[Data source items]
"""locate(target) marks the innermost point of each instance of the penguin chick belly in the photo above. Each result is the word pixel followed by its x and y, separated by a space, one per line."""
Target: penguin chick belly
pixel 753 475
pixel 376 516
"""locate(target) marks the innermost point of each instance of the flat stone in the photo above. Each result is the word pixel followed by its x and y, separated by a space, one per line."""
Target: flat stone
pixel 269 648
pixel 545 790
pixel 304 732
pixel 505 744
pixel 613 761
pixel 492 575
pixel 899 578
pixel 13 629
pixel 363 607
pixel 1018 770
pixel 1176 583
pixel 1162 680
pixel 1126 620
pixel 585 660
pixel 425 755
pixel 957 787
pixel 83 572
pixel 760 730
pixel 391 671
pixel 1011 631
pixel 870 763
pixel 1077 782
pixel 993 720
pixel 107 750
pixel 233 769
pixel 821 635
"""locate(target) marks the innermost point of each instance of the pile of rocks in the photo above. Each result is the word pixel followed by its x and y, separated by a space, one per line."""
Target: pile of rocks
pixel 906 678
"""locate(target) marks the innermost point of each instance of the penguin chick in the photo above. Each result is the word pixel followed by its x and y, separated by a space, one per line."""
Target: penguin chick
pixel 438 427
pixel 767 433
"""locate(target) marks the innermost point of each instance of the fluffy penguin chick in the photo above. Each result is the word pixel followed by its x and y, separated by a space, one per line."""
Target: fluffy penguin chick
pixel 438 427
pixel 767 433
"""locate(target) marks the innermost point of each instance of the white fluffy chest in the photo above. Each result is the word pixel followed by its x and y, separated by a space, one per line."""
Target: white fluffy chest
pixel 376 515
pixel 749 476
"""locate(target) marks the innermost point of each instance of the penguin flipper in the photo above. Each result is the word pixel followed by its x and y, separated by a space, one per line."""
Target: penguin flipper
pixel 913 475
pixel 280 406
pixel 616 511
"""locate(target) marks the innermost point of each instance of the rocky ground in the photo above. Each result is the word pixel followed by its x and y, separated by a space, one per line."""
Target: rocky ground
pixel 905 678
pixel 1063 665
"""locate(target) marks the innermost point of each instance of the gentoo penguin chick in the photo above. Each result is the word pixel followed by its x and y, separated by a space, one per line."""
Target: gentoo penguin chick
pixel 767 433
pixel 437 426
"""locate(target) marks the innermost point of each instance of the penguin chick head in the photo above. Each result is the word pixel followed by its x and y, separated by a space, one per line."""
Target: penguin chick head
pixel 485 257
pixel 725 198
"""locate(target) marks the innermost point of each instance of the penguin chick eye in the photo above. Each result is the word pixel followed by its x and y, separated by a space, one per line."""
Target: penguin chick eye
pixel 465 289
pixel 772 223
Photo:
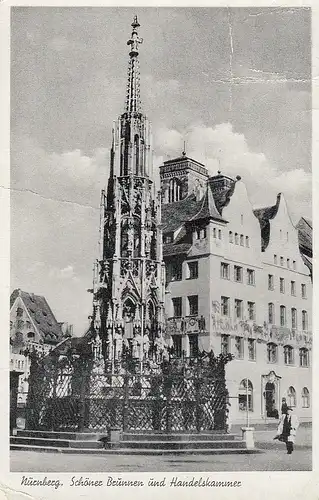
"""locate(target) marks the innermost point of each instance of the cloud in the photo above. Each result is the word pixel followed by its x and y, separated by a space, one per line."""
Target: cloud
pixel 69 176
pixel 222 148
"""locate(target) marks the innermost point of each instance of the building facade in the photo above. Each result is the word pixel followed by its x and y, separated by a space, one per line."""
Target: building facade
pixel 198 269
pixel 237 281
pixel 32 326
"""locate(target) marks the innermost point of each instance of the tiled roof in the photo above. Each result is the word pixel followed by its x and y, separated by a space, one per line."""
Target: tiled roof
pixel 264 215
pixel 41 314
pixel 222 198
pixel 304 227
pixel 174 215
pixel 208 208
pixel 176 249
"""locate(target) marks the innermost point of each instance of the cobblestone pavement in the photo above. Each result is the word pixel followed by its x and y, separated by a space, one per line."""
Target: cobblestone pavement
pixel 272 458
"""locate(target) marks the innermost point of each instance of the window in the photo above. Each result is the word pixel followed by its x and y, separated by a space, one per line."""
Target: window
pixel 239 347
pixel 288 355
pixel 177 306
pixel 168 238
pixel 251 349
pixel 193 345
pixel 174 191
pixel 304 320
pixel 250 277
pixel 303 291
pixel 291 397
pixel 224 271
pixel 303 357
pixel 270 282
pixel 192 270
pixel 225 344
pixel 282 316
pixel 251 310
pixel 305 398
pixel 294 318
pixel 225 306
pixel 271 313
pixel 193 305
pixel 19 312
pixel 238 274
pixel 272 352
pixel 238 309
pixel 245 395
pixel 174 271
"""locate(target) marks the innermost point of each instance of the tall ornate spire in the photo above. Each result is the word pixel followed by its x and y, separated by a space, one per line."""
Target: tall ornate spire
pixel 133 101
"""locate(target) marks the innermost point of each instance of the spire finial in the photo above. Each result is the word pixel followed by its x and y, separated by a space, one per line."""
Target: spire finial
pixel 184 150
pixel 133 85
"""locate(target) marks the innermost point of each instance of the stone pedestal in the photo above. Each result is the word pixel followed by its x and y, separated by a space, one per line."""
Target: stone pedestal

• _Task requirements_
Reproduce every one of the lines above verbatim, leaving out the images.

• _Solution_
"""locate(target) marks the innermost point of each instance of the penguin chick belly in the photo above. Each result is the word pixel followed by its x and y, separated by a space, one per line."""
Target: penguin chick belly
pixel 753 475
pixel 376 516
"""locate(target) marks the innermost point of each instance of the flat stone in the photo above. Each result is the word pixel followed by its x and y, separated by a space, one per line."""
Target: flat stone
pixel 269 648
pixel 545 790
pixel 304 732
pixel 505 744
pixel 613 761
pixel 492 575
pixel 899 578
pixel 13 629
pixel 363 607
pixel 1018 770
pixel 1176 583
pixel 1162 680
pixel 1126 620
pixel 585 660
pixel 425 755
pixel 957 787
pixel 83 572
pixel 760 730
pixel 391 671
pixel 1011 631
pixel 870 763
pixel 1077 782
pixel 993 720
pixel 107 750
pixel 233 769
pixel 821 635
"""locate(target) marks the innermost point of each instance of the pile of rocks in the photo above. Each result is the word pixel followed by its x and y, separated by a space, one per line."""
Target: pile of rocks
pixel 906 678
"""locate(target) marks the innermost point of each instance of the penguin chick in the photo above. Each result is the word pixel followed by its x and y, separated by a space, one per line."""
Target: penguin chick
pixel 438 427
pixel 767 433
"""locate(target) marks the innermost point of each instance of the fluffy penguin chick in the photo above. Each result is the word pixel followed by its x and y, separated by a space, one per line."""
Target: fluffy penguin chick
pixel 438 427
pixel 767 433
"""locate(target) marks the innermost point of each instance of the white fluffy chest in the photo above. Each result is the word pixel followed by its x and y, separated by a space, one per line."""
Target: white fluffy chest
pixel 376 515
pixel 749 476
"""locate(target) marks the innermost point of each instance of the penguin flipper in the photo above. Each result is the word pixel followed by its x and y, separated by a space, one per line."""
Target: penguin flipper
pixel 913 475
pixel 280 406
pixel 616 511
"""locate(target) marks the innermost point of each instance of the rocky ground in the photo above. Each result is the word pixel followed by its x and y, separated by a space, one per line."""
Target: rocky ground
pixel 905 678
pixel 1063 665
"""locate(target) marks the innermost point of each instance of the gentoo penguin chick in the photo above. Each result is the word pixel followed by its x and y, separated by a space, one per line."""
Target: gentoo penguin chick
pixel 767 433
pixel 437 426
"""locate(target) marks the innermost point of each instance of the penguin chick head in the photo above. Each result is the word pixel followed by its x and y, separated by a space, one per line."""
Target: penguin chick head
pixel 485 257
pixel 725 198
"""locate(target) marks the innermost point of each instance of the penguin chick eye in the photo above. Each result is the word pixel followed by its x and y, separated by a space, one per line."""
Target: penguin chick eye
pixel 465 289
pixel 772 223
Photo:
"""locate(target) marks the innermost point of each instance of the cloud in the photo above. Each result is the word pixel followed by its x and y, separated by a space, one per line."""
Target: cloud
pixel 69 176
pixel 222 148
"""locate(target) marks the innermost point of each instance of the building facade in the photo above. Each result is the word pixel followed by its x and y, separated by a space, one per line."""
Target: building facade
pixel 198 269
pixel 237 281
pixel 32 326
"""locate(target) marks the innermost point of each instance of the tiled roof in the photo above. Each result is the word pixel followed by its x and y, separated by a space, one per line."""
Target: tiled roof
pixel 264 215
pixel 41 314
pixel 222 198
pixel 304 227
pixel 174 215
pixel 208 208
pixel 176 249
"""locate(target) marks the innermost point of each instance of the cobblestone pavement in the photo above. Each result is the word pixel followed by its x and y, separated by a space, one per line."""
Target: cobblestone pavement
pixel 272 458
"""locate(target) marks the innermost point of each instance of the window in the photo above. Each result is the word pixel followed by its x and y, separated by a space, one per line."""
Target: window
pixel 239 347
pixel 288 355
pixel 177 306
pixel 168 238
pixel 251 349
pixel 193 345
pixel 174 191
pixel 304 320
pixel 250 277
pixel 303 291
pixel 291 397
pixel 224 271
pixel 303 357
pixel 270 282
pixel 192 270
pixel 225 344
pixel 282 316
pixel 251 310
pixel 305 398
pixel 294 318
pixel 225 306
pixel 271 313
pixel 193 305
pixel 19 312
pixel 238 274
pixel 272 352
pixel 238 309
pixel 245 395
pixel 174 271
"""locate(target) marks the innermost point of each instance of the tall ornate spire in the photo above. Each result is the word pixel followed by its x and y, separated by a space, one per line."""
Target: tall ornate spire
pixel 133 101
"""locate(target) marks the innermost point of each instance of the spire finial in the photo above. Each result is the word pixel followed by its x and y, separated by a space, one per line."""
Target: spire finial
pixel 184 150
pixel 133 85
"""locate(target) marks the innermost point of each instance of the stone pedestal in the photo above. Each result is the word pixel followed by its x and y, separated by a space, one per line."""
Target: stone pedestal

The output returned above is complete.